* **Given exercise 1**: Type out the part of the article on Trump and Canada that opens with the words containing "Just as he's" and closes with "a glaring exception.".
* **Given exercise 2**: In the entries below, replace "teal" with "orange" and return the entries with nothing else changed.

* **Document excerpt**:
───

Who will pay for the wall? Canada.

Just as he's about to be feted in Washington by U.S. President Barack Obama next week, Justin Trudeau has to face the more-solid, post-Super Tuesday possibility that Donald Trump could be next in the White House. Republican presidents are typically unloved by Canadians but good for cross-border trade, but Mr. Trump promises he'd be a glaring exception.

That wall along the southern U.S. border that Mr. Trump pledges, and inexplicably insists will be paid for by Mexico, may be mostly about immigration, but it's also part of an isolationist and anti-trade rhetoric that's a danger signal for Canada.

Maybe Mr. Trump will moderate the isolationist bombast as he nears an election, or, if he actually wins, in office. Maybe he's just pandering to those sentiments to appeal to clearly disgruntled voters. But if that pandering helps him toward the presidency, plenty of other politicians could ride it to an isolationist Congress.

That what-if might be in the back of Mr. Trudeau's mind at a state dinner hosted by Mr. Obama next week. It's one thing to feel the love from the outgoing incumbent. But how would he deal with a Trump America?

The reset that Mr. Trudeau is touting with Mr. Obama doesn't seem likely to last with a President Trump, even if the latter says he loves Canada.

In December, when asked about Mr. Trump, the new PM said he's against "the politics of intolerance or hateful rhetoric."

His senior adviser, Gerald Butts, has been tweeting remarks about Mr. Trump, not so direct that he's attacking a presidential contender, but enough so you get the drift. He mentions the cheeky campaign suggesting Americans move to Mr. Butts's native Cape Breton if Mr. Trump is elected; after Mr. Trump failed to disavow former Ku Klux Klan leader David Duke, Mr. Butts wondered "how many people are searching the world's databases for a picture of Trump and Duke right now."

That won't upset many Canadians. Some want to bar Mr. Trump from the country. But the potential implications of Mr. Trump's rhetoric is cause for worry.

───

* **Supplied data**:
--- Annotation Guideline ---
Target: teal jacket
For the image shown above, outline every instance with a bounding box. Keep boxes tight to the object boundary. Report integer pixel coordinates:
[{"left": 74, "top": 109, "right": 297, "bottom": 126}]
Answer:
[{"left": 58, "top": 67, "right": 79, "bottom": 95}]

───

* **Problem solution 1**:
Just as he's about to be feted in Washington by U.S. President Barack Obama next week, Justin Trudeau has to face the more-solid, post-Super Tuesday possibility that Donald Trump could be next in the White House. Republican presidents are typically unloved by Canadians but good for cross-border trade, but Mr. Trump promises he'd be a glaring exception.

* **Problem solution 2**:
--- Annotation Guideline ---
Target: orange jacket
For the image shown above, outline every instance with a bounding box. Keep boxes tight to the object boundary. Report integer pixel coordinates:
[{"left": 74, "top": 109, "right": 297, "bottom": 126}]
Answer:
[{"left": 58, "top": 67, "right": 79, "bottom": 95}]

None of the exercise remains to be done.